## Excerpted passage
Mmmonk School about the Medieval book: Check out the programme and sign up
The Mmmonk-project and Henri Pirenne Institute (UGent) organise the Mmmonk school in the autumn of 2022. A series of lessons for advanced beginners about the medieval book. We offer an interdisciplinary practice-focused programme about medieval Flemish manuscripts. In 8 lessons, spread over four Fridays experts demonstrate methods and skills specific to their expertise. The lessons are online, free and accessible for everyone. The lessons use different IIIF applications and thereby inherently demonstrate the possibilities of IIIF for educational purposes.
(Scroll down for a in depth presentation of the different sessions and short biography of the speakers.)
18 november 2022: Access to the book
- International Image Interoperability Framework (IIIF): Advantages for education, research and communication (Sofie Veramme)
- Book bindings ca. 1000-1600: references for the dating of a book binding” (Astrid Beckers)
- Sign up for Access to the book
25 november 2022: Image
- Art historical image analyses: How do I analyse and describe a Medieval miniature? (Anne van Oosterwijk)
- Heraldry: how do I describe and identify a coat of arms? (Hanno Wijsman)
- Sign up for Image
2 december 2022: Text
- Liturgical manuscripts: What type of liturgical manuscript is this? (Diane Reilly en Susan Boynton)
- Medieval reading culture: the consolatione philosophiae of Boethius in the Mmmonk-corpus” (Evelien Hauwaerts)
- Sign up for Text
9 december 2022: Context
- Outline of the religious landscape in Medieval Flanders based on the Mmmonk-manuscripts (Steven Vanderputten)

## Given information
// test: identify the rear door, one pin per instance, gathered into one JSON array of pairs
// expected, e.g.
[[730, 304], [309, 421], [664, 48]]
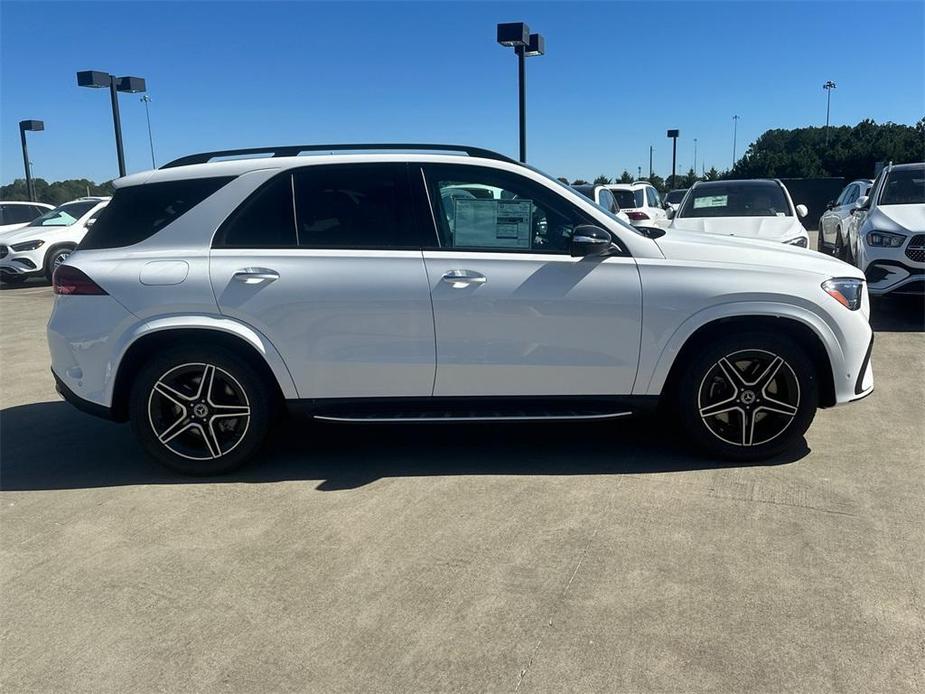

## Job A
In the Mmmonk School programme, reproduce the stretch from "- Book bindings" through "arms? (Hanno Wijsman)", substituting "family crest" for "coat of arms".
## Job B
Name every speaker listed in the Mmmonk School programme.

## Response A
- Book bindings ca. 1000-1600: references for the dating of a book binding” (Astrid Beckers)
- Sign up for Access to the book
25 november 2022: Image
- Art historical image analyses: How do I analyse and describe a Medieval miniature? (Anne van Oosterwijk)
- Heraldry: how do I describe and identify a family crest? (Hanno Wijsman)

## Response B
- Sofie Veramme
- Astrid Beckers
- Anne van Oosterwijk
- Hanno Wijsman
- Diane Reilly
- Susan Boynton
- Evelien Hauwaerts
- Steven Vanderputten